Write out the mailing-list post again, everything from "Re: [iDNS] Re: draft-jseng-utf5-00.txt" down to "names, is fine.", swapping "registrations" for "entries" each time it appears.

• _Given text_:

■ ■ ■ ■ ■ ■ ■

[Date Prev][Date Next][Thread Prev][Thread Next][Date Index][Thread Index]

Re: [iDNS] Re: draft-jseng-utf5-00.txt



James Seng wrote:
> 
> Terry Lambert wrote:
> > The multiple registrations issue is really a non-starter
> > for me, since I could argue that Hirugana registrations
> > of Kanji registrations must be made, even in the Unicode
> > case.  I think a fiat that you must use Kanji, or that
> > Kanji and Hirugana machines of the same name are in fact
> > definitionally different names, is fine.
> 
> that is true. but *why* make it more complicated. with RFC2047
> domain names, you not only need to duplicate it for hiragana
> and kanji, multiple this by the number of locale encodings,
> then multiple it by Base64, quoted-printable and UUencoded.

■ ■ ■ ■ ■ ■ ■

(Excerpt from a dataset)
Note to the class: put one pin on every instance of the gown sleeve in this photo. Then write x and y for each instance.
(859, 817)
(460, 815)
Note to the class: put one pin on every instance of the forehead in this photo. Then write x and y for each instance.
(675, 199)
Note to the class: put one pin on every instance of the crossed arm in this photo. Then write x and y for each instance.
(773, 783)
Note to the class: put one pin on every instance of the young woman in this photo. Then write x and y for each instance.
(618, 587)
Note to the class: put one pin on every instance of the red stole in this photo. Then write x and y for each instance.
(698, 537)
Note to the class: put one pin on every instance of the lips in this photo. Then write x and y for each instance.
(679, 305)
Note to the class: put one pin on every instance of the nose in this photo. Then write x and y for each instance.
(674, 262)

■ ■ ■ ■ ■ ■ ■

• _The response_:
Re: [iDNS] Re: draft-jseng-utf5-00.txt



James Seng wrote:
> 
> Terry Lambert wrote:
> > The multiple entries issue is really a non-starter
> > for me, since I could argue that Hirugana entries
> > of Kanji entries must be made, even in the Unicode
> > case.  I think a fiat that you must use Kanji, or that
> > Kanji and Hirugana machines of the same name are in fact
> > definitionally different names, is fine.